── Data section
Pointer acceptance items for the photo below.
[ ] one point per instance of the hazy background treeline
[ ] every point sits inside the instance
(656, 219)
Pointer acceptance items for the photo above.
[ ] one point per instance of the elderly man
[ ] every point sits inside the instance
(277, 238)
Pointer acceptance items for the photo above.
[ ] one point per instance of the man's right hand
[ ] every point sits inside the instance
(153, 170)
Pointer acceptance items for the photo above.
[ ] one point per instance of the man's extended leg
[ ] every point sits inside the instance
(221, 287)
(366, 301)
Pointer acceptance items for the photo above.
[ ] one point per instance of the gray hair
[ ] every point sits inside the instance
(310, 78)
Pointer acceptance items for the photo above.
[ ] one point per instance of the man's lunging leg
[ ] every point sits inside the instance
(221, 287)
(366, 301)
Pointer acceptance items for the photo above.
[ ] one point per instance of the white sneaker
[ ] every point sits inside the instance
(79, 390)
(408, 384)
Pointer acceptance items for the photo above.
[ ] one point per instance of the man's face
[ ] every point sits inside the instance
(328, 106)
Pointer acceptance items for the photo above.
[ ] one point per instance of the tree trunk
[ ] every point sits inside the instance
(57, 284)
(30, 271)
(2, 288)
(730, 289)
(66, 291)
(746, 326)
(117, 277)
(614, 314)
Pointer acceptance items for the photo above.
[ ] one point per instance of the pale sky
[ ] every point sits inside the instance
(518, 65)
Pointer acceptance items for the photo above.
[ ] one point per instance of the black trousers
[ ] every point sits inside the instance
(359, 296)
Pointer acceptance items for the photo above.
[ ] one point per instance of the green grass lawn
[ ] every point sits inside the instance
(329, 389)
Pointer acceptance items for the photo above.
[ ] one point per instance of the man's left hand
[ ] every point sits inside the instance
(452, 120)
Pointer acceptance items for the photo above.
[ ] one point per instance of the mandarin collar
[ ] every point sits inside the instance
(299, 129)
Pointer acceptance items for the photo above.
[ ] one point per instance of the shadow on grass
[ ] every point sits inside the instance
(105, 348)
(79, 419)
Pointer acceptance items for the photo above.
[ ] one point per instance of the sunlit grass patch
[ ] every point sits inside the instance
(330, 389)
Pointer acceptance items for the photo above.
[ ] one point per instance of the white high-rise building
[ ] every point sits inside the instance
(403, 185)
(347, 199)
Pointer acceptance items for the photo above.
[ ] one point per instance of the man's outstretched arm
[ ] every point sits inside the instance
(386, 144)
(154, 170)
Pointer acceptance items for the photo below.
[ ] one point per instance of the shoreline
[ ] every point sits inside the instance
────
── Data section
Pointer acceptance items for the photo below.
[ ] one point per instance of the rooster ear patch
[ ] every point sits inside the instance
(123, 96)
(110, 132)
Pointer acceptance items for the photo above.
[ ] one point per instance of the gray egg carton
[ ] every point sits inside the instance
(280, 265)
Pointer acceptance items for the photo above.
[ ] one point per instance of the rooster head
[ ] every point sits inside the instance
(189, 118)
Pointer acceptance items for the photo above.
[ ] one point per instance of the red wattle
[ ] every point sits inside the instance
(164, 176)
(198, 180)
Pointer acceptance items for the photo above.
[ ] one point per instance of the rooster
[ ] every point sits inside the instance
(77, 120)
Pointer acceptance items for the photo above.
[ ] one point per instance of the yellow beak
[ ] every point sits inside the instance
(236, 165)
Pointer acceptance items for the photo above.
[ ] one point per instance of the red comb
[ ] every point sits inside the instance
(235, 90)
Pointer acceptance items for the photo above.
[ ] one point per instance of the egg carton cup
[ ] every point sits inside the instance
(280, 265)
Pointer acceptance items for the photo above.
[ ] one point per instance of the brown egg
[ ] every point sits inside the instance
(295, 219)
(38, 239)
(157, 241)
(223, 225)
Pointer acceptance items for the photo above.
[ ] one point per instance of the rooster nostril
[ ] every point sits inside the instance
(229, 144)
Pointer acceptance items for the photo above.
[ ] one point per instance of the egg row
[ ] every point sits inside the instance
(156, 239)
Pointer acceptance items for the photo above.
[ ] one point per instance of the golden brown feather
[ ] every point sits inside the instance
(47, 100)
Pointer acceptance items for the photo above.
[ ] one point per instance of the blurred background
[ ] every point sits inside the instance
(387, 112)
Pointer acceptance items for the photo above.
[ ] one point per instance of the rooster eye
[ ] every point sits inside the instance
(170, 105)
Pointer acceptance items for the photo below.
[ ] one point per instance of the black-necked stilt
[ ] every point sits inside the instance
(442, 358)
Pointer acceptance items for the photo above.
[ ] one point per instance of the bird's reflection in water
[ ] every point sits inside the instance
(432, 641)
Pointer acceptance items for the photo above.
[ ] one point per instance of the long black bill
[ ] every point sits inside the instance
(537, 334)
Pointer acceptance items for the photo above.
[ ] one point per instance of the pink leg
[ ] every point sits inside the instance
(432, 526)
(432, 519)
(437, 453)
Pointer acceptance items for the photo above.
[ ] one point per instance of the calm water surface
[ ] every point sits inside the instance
────
Extract every line of the listing that contains the word "brown".

[Answer for this exercise]:
[ ] one point per instance of the brown egg
[ ] one point per instance of the golden brown feather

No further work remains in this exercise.